● **What you have to do**
Pictures stay out, but every line of the data is copied exactly.

= = = =

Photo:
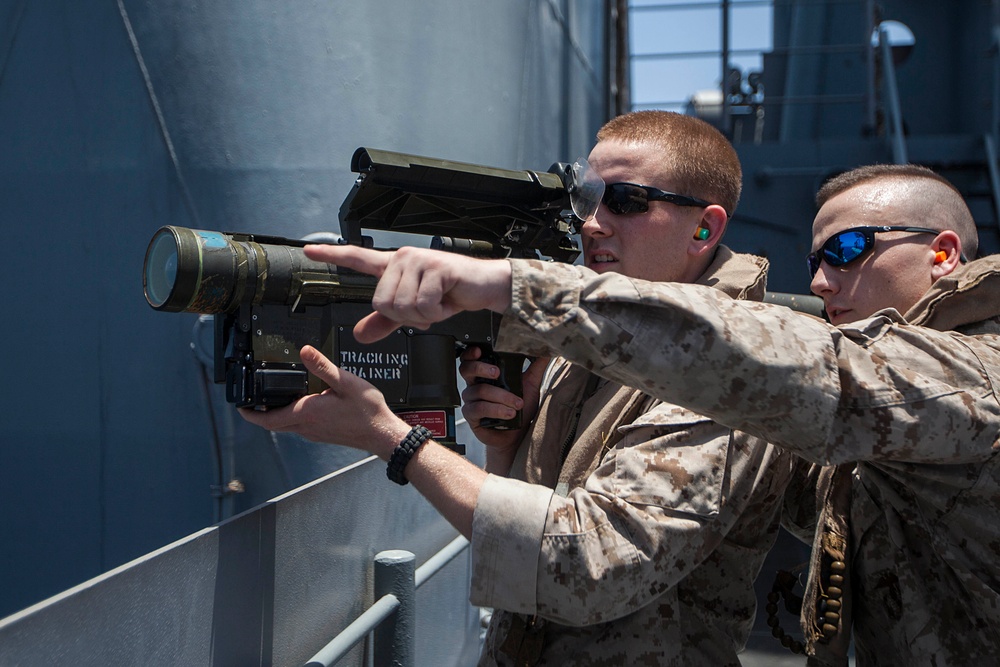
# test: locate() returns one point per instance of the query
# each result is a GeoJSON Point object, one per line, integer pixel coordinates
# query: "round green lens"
{"type": "Point", "coordinates": [161, 268]}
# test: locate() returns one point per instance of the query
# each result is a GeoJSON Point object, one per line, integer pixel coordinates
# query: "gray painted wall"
{"type": "Point", "coordinates": [118, 117]}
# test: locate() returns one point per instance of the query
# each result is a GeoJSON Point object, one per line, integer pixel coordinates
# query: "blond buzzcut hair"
{"type": "Point", "coordinates": [699, 157]}
{"type": "Point", "coordinates": [935, 202]}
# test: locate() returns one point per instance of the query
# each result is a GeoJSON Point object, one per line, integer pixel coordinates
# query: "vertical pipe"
{"type": "Point", "coordinates": [892, 99]}
{"type": "Point", "coordinates": [870, 105]}
{"type": "Point", "coordinates": [724, 6]}
{"type": "Point", "coordinates": [394, 637]}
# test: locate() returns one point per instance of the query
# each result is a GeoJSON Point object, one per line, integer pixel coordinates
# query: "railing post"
{"type": "Point", "coordinates": [893, 111]}
{"type": "Point", "coordinates": [394, 638]}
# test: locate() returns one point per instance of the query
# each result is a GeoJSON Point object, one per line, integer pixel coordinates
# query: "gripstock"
{"type": "Point", "coordinates": [268, 299]}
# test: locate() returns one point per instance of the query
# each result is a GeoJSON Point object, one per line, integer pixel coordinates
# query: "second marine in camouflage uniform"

= = = =

● **Response**
Photo:
# test: locate() returns one point per instance of the query
# each result is a GeoJSON Point object, one per line, integer pixel coordinates
# query: "round green lens"
{"type": "Point", "coordinates": [161, 268]}
# test: locate() returns one point per instance of the query
# each result is a GeoJSON Point object, one per line, integer pixel coordinates
# query: "gray painted wall"
{"type": "Point", "coordinates": [118, 117]}
# test: locate() returns one point per instance of the query
# each result is a GeoJSON Point object, one per line, integer pixel coordinates
# query: "blond buzzcut hair"
{"type": "Point", "coordinates": [699, 157]}
{"type": "Point", "coordinates": [935, 202]}
# test: locate() returns one point per instance of the query
# each result is a GeoJSON Point object, one per line, integer pixel coordinates
# query: "vertical pipe"
{"type": "Point", "coordinates": [892, 99]}
{"type": "Point", "coordinates": [870, 105]}
{"type": "Point", "coordinates": [724, 6]}
{"type": "Point", "coordinates": [394, 637]}
# test: locate() returns one point per instance of the query
# each result is a GeoJSON Point object, one per line, integer pixel coordinates
# query: "railing post"
{"type": "Point", "coordinates": [893, 111]}
{"type": "Point", "coordinates": [394, 638]}
# test: locate() returns one point per instance of the query
# each result is a GeoJSON Point object, one per line, integer pixel coordinates
# query: "gripstock"
{"type": "Point", "coordinates": [268, 299]}
# test: locate() returns one point per instance of the query
# each result is a GeoJSON Point object, one per line, integer pixel coordinates
# query: "second marine in camouflage uniform"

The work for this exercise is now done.